What the task asks:
After dropping the pictures, give again exactly the lines of the data from its first line through the line with "box: [231, 64, 281, 116]", which is included as well.
[[ Record excerpts, beginning ]]
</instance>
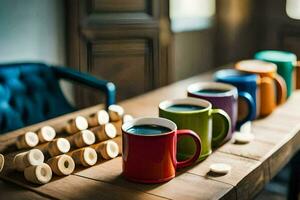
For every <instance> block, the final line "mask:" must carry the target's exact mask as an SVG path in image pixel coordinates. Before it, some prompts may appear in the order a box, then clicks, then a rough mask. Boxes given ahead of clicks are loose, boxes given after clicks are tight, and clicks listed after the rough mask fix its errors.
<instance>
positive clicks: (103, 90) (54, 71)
mask: <svg viewBox="0 0 300 200" xmlns="http://www.w3.org/2000/svg"><path fill="white" fill-rule="evenodd" d="M51 68H52V70H53V72H54V74H55V75H56V76H57V77H58V78H62V79H67V80H71V81H75V82H78V83H81V84H84V85H87V86H89V87H92V88H96V89H99V90H102V91H103V92H105V94H106V106H107V107H108V106H110V105H111V104H115V101H116V87H115V84H113V83H112V82H109V81H105V80H100V79H98V78H96V77H94V76H91V75H89V74H86V73H82V72H79V71H76V70H73V69H71V68H66V67H54V66H52V67H51Z"/></svg>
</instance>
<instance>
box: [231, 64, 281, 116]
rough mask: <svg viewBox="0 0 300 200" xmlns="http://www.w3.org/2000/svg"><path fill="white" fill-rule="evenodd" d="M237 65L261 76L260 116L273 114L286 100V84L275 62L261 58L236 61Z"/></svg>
mask: <svg viewBox="0 0 300 200" xmlns="http://www.w3.org/2000/svg"><path fill="white" fill-rule="evenodd" d="M235 67H236V69H238V70H241V71H244V72H249V73H255V74H257V75H259V76H260V83H259V85H260V103H261V104H260V105H261V106H260V116H266V115H269V114H271V113H272V111H273V110H274V109H275V108H276V106H277V105H279V104H282V103H283V102H285V100H286V96H287V95H286V84H285V81H284V79H283V78H282V77H281V76H280V75H278V74H277V73H276V70H277V67H276V65H275V64H273V63H269V62H264V61H260V60H243V61H240V62H238V63H236V65H235ZM275 86H276V87H275Z"/></svg>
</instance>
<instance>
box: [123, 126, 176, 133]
mask: <svg viewBox="0 0 300 200" xmlns="http://www.w3.org/2000/svg"><path fill="white" fill-rule="evenodd" d="M170 131H172V130H171V129H169V128H166V127H164V126H158V125H152V124H145V125H136V126H133V127H131V128H129V129H128V130H127V132H128V133H133V134H137V135H156V134H162V133H168V132H170Z"/></svg>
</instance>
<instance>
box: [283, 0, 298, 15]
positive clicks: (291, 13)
mask: <svg viewBox="0 0 300 200" xmlns="http://www.w3.org/2000/svg"><path fill="white" fill-rule="evenodd" d="M286 13H287V15H288V16H289V17H290V18H293V19H300V0H287V1H286Z"/></svg>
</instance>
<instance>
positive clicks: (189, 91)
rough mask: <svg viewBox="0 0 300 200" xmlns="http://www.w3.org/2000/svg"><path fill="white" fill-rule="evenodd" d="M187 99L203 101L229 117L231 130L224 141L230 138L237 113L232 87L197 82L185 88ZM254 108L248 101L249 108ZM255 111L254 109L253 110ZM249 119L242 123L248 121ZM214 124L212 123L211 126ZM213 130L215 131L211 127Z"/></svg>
mask: <svg viewBox="0 0 300 200" xmlns="http://www.w3.org/2000/svg"><path fill="white" fill-rule="evenodd" d="M187 93H188V96H189V97H195V98H200V99H205V100H207V101H209V102H210V103H211V104H212V107H213V108H219V109H222V110H224V111H225V112H226V113H227V114H228V115H229V117H230V120H231V130H230V131H229V133H228V134H227V137H226V138H225V140H224V141H227V140H228V139H230V138H231V136H232V133H233V132H234V131H235V126H236V122H237V114H238V113H237V112H238V104H237V103H238V91H237V89H236V87H234V86H233V85H229V84H225V83H217V82H198V83H194V84H191V85H190V86H188V88H187ZM251 106H252V107H253V108H254V107H255V105H254V102H253V101H251V99H249V107H251ZM254 109H255V108H254ZM248 120H249V117H248V118H247V119H245V121H244V122H246V121H248ZM214 125H215V124H214V123H213V126H214ZM213 129H215V128H214V127H213Z"/></svg>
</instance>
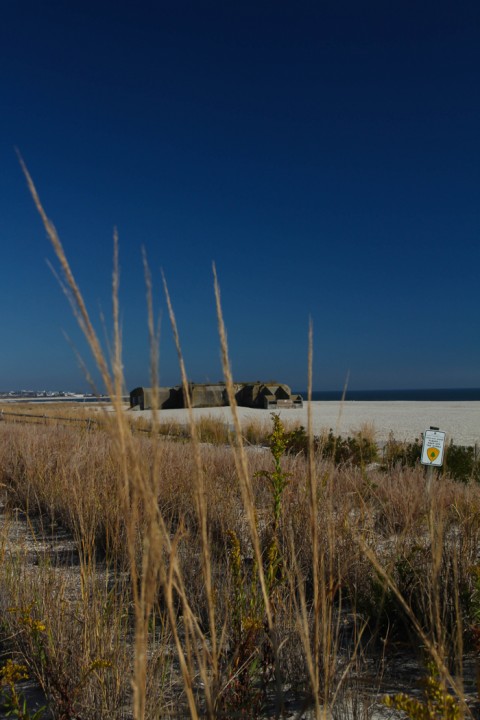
[[ Record excerpts, end ]]
Result for this task:
</instance>
For every <instance> block, the final line "mask:" must carry the target's exact mask as an SVG path in image pixel coordinates. Before it, some prompts may appear in the order a box, then clicks, then a rough mask. Boxes given ahead of clicks are loose, boxes given after clicks are tight, and clicks listed after the rough mask fix its errors.
<instance>
positive clicks: (103, 90) (54, 71)
mask: <svg viewBox="0 0 300 200" xmlns="http://www.w3.org/2000/svg"><path fill="white" fill-rule="evenodd" d="M51 68H52V70H53V72H54V74H55V75H56V76H57V77H58V78H62V79H67V80H71V81H75V82H78V83H81V84H84V85H87V86H89V87H92V88H96V89H99V90H102V91H103V92H105V94H106V106H107V107H108V106H110V105H111V104H115V101H116V87H115V84H113V83H112V82H109V81H105V80H100V79H98V78H96V77H94V76H91V75H89V74H86V73H82V72H79V71H76V70H73V69H71V68H66V67H54V66H52V67H51Z"/></svg>
</instance>
<instance>
box: [231, 64, 281, 116]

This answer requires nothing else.